- _Material for this exercise_:
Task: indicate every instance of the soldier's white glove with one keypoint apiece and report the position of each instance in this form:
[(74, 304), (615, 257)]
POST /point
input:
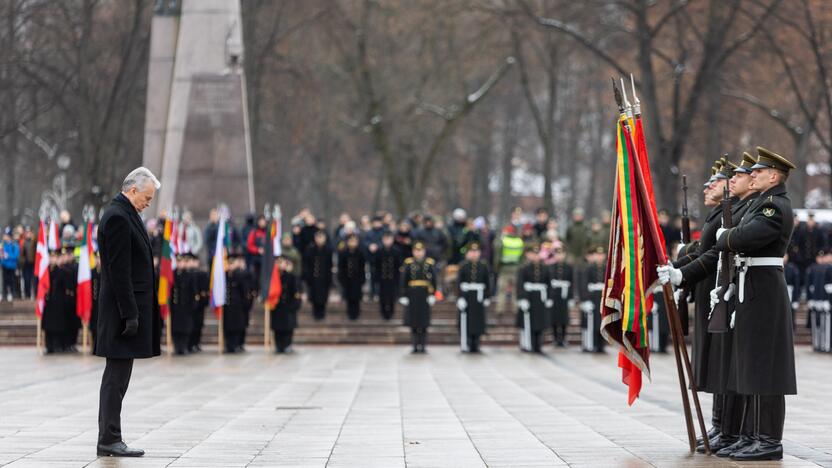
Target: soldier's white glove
[(730, 292), (714, 294), (668, 274)]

- _Task requirements_: Print all the records again exactly; do not include any picture.

- _Response below_:
Task: indicate every instance of the soldier's white glove with one keypoint apiece and report the position of each instance in this form:
[(74, 304), (615, 257)]
POST /point
input:
Target: soldier's white glove
[(730, 292), (714, 294), (668, 274)]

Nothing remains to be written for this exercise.